Compiti da svolgere>
1/ Cita testualmente il brano sulla legge di Sturgeon da "Catalogo dell’omonima rassegna" a "e Mezzago).".
2/ Per favore, prosegui il brano sulla legge di Sturgeon dal punto in cui si interrompe.

Brano proposto>
Disegno di copertina di Michelangelo Miani |
Variazioni Cosmiche.
Catalogo dell’omonima rassegna svoltasi a Vimercate e Mezzago (Milano) dal 14
al 30 ottobre 1988. Edizioni Nord (in collaborazione con i comuni di Vimercate
e Mezzago).
Diversi anni fa lo
scrittore di fantascienza Theodore Sturgeon (recentemente scomparso) fece
un’osservazione che ebbe fortuna, almeno tra gli appassionati, tanto da essere
citata in seguito come “legge di Sturgeon”. Rispondendo alle critiche
ricorrenti verso questo tipo di narrativa, Sturgeon diceva: concordo con voi,
una gran parte di quello che va sotto il nome di “fantascienza” è spazzatura, diciamo pure il 95%; ma non c’è
da scandalizzarsi, visto che il 95% di tutto quanto si produce oggi è
spazzatura. Era un modo di staccare la fantascienza dal ghetto nel quale spesso
la rinchiudono i pregiudizi dei profani e gli entusiasmi indiscriminati dei
fans, per ricollegarla alla tradizione della normale letteratura, farne una
provincia della narrativa tout court.
Nel 1975 un’altra
scrittrice di fantascienza, Ursula Le Guin, si trovava a Melbourne, in
Australia, per partecipare al convegno mondiale di fantascienza, un genere di
incontri che essa non è solita frequentare. In quella occasione essa citò la
legge di Sturgeon, lamentando che fosse stata usata per troppo tempo come
scusa, in modo troppo difensivo. “Io proporrei” disse “di aspettare di citarla
per un po’, per lo meno quando la usiamo in modo cinico e rassegnato. Vorrei
che non fossimo rassegnati, ma ribelli; non cinici, ma critici, intransigenti e
idealisti. Vorrei che dicessimo: il 95% della fantascienza è porcheria, bene,
liberiamoci di quella roba! Apriamo la finestra e liberiamoci di questa
immondizia! Abbiamo la fantascienza, la forma più flessibile, più adattabile,
strampalata, la più ricca di immagini e di possibilità che la narrativa abbia
mai conseguito, e lasceremo che la usino per costruire pistole a raggi di
plastica che si rompono quando qualcuno ci gioca, e pranzi da consumare davanti
alla TV, preimpacchettati, precucinati, predigeriti, indigeribili, insipidi, ed
enormi palloni di gomma gonfi, che non contengono altro che aria calda? Ah, no,
diamine, dico io. Dobbiamo smetterla di rintanarci a giocare da soli, come
ragazzini continuamente rimbrottati. Quando si recensisce un romanzo di
fantascienza, su una fanzine o su una rivista letteraria, si dovrebbe
paragonarlo al resto della letteratura contemporanea come qualunque altro
libro, e disporlo tra gli altri in base ai suoi meriti particolari. (…) Quando
scrive un libro di fantascienza, lo scrittore dovrebbe essere veramente
consapevole di trovarsi in una posizione invidiabile e straordinaria: di essere
l’erede della più duttile, libera e giovane di tutte le tradizioni letterarie”.

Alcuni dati
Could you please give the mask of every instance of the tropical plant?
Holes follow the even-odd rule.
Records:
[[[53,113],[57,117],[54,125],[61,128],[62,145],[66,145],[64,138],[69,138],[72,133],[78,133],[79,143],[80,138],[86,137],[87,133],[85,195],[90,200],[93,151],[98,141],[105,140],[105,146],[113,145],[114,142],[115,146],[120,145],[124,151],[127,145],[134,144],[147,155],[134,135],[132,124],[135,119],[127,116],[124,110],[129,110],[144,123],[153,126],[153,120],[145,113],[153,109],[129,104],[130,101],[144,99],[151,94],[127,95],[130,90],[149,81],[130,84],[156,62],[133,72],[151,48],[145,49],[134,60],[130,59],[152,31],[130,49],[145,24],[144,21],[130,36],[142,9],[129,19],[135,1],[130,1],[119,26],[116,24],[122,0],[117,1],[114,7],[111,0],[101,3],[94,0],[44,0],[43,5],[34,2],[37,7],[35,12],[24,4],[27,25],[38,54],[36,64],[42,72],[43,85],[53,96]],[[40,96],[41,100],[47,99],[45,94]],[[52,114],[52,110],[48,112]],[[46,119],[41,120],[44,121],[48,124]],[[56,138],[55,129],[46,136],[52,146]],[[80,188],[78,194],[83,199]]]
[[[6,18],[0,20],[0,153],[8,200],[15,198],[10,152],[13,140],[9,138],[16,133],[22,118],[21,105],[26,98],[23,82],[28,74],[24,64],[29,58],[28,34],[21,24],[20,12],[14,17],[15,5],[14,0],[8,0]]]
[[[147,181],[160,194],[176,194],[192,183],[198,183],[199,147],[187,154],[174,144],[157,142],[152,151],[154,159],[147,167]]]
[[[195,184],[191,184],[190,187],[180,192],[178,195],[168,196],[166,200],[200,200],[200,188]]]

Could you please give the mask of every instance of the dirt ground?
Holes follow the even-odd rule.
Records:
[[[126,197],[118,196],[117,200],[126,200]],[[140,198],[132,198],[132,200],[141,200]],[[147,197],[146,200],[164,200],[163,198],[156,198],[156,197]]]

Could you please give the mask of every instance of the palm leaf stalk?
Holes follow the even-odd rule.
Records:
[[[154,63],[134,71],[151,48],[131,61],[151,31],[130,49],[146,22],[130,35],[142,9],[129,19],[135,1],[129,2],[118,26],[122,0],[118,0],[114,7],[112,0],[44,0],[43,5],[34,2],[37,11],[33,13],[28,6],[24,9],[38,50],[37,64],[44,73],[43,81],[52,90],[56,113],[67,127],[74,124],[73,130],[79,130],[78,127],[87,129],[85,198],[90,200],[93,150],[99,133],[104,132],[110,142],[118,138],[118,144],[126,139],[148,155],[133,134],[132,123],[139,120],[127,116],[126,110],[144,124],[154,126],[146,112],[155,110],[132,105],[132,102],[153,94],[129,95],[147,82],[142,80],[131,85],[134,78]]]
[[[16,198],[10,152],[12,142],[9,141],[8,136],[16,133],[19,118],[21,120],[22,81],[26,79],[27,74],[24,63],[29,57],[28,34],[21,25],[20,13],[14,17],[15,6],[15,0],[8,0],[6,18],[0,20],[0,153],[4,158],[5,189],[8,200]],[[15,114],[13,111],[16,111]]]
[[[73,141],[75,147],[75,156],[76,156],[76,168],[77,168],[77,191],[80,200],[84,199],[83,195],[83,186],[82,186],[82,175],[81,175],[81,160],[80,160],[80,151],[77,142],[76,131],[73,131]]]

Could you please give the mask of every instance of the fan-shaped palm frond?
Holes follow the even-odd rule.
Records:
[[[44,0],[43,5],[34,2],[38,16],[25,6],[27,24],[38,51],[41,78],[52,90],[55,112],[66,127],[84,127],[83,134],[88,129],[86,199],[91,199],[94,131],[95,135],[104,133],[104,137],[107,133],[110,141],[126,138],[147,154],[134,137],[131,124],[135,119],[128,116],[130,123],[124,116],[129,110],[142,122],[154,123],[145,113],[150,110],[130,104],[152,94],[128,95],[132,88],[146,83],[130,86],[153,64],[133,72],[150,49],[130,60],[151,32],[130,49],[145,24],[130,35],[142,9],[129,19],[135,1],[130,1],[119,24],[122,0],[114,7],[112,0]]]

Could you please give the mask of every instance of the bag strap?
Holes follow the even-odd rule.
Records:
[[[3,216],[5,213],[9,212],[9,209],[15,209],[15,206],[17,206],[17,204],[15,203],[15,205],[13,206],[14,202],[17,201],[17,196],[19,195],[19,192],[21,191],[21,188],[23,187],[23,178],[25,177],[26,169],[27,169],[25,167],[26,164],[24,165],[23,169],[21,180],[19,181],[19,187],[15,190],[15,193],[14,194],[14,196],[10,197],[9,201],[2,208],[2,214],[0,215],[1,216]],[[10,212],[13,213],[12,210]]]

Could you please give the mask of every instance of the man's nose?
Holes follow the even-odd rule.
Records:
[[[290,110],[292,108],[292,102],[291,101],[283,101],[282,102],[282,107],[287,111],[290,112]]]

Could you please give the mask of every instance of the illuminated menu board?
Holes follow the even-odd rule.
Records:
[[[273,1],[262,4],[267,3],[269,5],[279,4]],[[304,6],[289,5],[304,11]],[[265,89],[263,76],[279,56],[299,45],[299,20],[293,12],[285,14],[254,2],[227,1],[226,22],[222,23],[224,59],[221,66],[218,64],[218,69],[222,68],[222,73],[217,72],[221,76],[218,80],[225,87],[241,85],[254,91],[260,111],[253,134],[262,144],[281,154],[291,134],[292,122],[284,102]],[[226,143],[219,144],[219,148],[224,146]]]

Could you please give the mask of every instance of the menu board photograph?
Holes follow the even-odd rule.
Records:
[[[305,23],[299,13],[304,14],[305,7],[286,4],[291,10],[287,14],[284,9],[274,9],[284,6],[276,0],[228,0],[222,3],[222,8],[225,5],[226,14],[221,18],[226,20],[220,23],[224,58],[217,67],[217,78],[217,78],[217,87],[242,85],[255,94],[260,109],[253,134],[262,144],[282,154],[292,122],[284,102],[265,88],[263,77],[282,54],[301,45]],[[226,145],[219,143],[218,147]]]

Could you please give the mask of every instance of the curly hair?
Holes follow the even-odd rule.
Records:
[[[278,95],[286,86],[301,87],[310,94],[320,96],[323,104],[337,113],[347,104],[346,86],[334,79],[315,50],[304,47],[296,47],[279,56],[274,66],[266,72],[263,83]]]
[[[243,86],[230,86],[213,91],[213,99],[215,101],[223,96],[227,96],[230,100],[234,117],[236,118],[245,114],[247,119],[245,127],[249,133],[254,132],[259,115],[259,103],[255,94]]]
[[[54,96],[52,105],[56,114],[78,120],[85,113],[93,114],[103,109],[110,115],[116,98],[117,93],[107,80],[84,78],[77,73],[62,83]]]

Risultati esercizio>
1/
Catalogo dell’omonima rassegna svoltasi a Vimercate e Mezzago (Milano) dal 14
al 30 ottobre 1988. Edizioni Nord (in collaborazione con i comuni di Vimercate
e Mezzago).

2/
(1) Ursula Le Guin è una
scrittrice un po’ particolare, e non può essere forse presa come rappresentante
tipica della comunità degli scrittori di fantascienza: d’altra parte può essere
che la particolare occasione le abbia preso la mano, caricando un po’ i toni
del suo discorso. In tutti i casi il problema che sollevava in quella
circostanza era e rimane fondamentale: come dobbiamo giudicare la letteratura
di fantascienza, con quali criteri? Con l’occhio distratto e l’atteggiamento di
sufficienza che si riserva al racconto letto frettolosamente su una rivista,
alla narrativa “di consumo”? Oppure con l’attenzione che merita ”la più
duttile, libera e giovane di tutte le tradizioni letterarie”? Tradizione letteraria o industria
editoriale. La questione è stata tranciata, con un’accetta forse non molto
affilata ma vibrata con mano sicura, da Oreste del Buono nell’introduzione a
un’opera di Darko Suvin, Le metamorfosi
della fantascienza.(2)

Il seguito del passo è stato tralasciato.